» **Required action**: Your task is to copy the data exactly while leaving out every picture.

» **Supplied material**:
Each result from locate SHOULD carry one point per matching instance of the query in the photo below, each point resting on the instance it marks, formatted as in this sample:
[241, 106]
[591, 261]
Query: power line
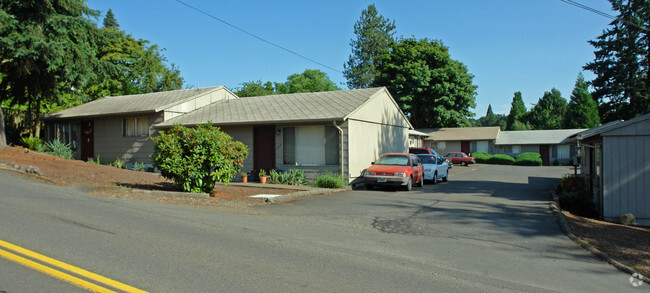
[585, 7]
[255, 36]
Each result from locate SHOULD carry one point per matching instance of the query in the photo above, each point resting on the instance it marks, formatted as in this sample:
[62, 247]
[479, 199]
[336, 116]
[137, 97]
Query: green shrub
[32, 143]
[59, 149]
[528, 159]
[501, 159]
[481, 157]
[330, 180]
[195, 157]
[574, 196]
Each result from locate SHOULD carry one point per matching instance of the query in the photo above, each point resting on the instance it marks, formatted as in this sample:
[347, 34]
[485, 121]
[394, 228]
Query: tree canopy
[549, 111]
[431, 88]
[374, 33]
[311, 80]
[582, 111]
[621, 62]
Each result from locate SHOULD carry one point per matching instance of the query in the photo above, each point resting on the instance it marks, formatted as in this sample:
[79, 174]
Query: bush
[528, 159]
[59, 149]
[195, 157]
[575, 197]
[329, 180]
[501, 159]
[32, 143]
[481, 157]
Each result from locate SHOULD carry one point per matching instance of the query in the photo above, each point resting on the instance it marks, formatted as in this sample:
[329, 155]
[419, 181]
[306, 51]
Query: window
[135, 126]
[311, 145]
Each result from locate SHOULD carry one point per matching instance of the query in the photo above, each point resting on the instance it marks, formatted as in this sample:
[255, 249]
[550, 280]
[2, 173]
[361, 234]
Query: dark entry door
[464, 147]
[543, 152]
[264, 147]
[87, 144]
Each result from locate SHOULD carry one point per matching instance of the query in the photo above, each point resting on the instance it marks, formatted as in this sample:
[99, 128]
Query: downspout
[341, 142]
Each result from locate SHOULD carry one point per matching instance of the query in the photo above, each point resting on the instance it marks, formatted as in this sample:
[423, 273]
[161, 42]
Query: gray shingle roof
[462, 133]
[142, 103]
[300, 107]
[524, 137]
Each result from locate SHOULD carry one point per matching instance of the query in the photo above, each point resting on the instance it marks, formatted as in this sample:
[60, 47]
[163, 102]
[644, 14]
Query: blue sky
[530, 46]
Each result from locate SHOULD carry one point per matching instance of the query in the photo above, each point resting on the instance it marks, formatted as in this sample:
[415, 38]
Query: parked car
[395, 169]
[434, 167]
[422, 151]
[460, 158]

» **The answer**:
Each result from locate SHOULD carry one point per matching instance of the query in the photo below, each point resting on the instance it marks, formatted as in this sample:
[241, 106]
[591, 261]
Query: power line
[585, 7]
[255, 36]
Each result from locate SHOULD carry one point per matching instance of the query in the photo above, each point resting on the instance it marks, formatted as in this sample:
[62, 247]
[479, 199]
[336, 116]
[137, 97]
Query: green shrub
[32, 143]
[59, 149]
[528, 159]
[501, 159]
[481, 157]
[330, 180]
[195, 157]
[574, 196]
Each result from locate SHOULD carry one point per matching instance of the query in the photo above, each point resting on the instance it marks, formatted as in this sample:
[347, 34]
[485, 121]
[394, 228]
Query: tree canopy
[549, 111]
[431, 88]
[374, 33]
[311, 80]
[582, 111]
[621, 62]
Each result from locate SHOULD carry one point per matching instance of the query in the photo above, each point resting on the instance it marks, formatted as in this sample:
[79, 174]
Query: bush
[528, 159]
[59, 149]
[195, 157]
[575, 197]
[329, 180]
[501, 159]
[32, 143]
[481, 157]
Each result from locate SHOULD carry one point per matching instance of the query in the photo above, each point resting on the instance it marks, formatted as in this sample:
[329, 155]
[419, 181]
[306, 51]
Query: window
[135, 126]
[311, 145]
Each result from locate SHOULD carry one point per matching instance of the query in the photo above, each point resting on the instance it marks, formatted as in this sample:
[255, 249]
[550, 280]
[2, 173]
[361, 234]
Query: dark entry door
[464, 147]
[543, 152]
[264, 147]
[87, 144]
Each result from locate SHOULD carry one point per matching instance of the query in the photo above, each point resting on the instance it marks, formatted as in this sample:
[99, 128]
Query: downspout
[341, 142]
Each result from locate SHOULD carry one point per matching instance of the query in the photo above, each point resting on the instance it marks, formatted as in this sample:
[423, 273]
[161, 42]
Query: gray shingle roof
[462, 133]
[142, 103]
[300, 107]
[524, 137]
Each result from locate SHOULD carry one point per matching instance of the query in the photo above, each point resting on the instance it marks, formatted as in this sample:
[60, 47]
[163, 102]
[644, 14]
Query: blue sky
[530, 46]
Each result from locate SHOULD carry one point per matching instance of the query in the photo above, each point resting on the instance it marks, formatted as in this sample:
[415, 38]
Query: parked car
[395, 169]
[434, 167]
[422, 151]
[460, 158]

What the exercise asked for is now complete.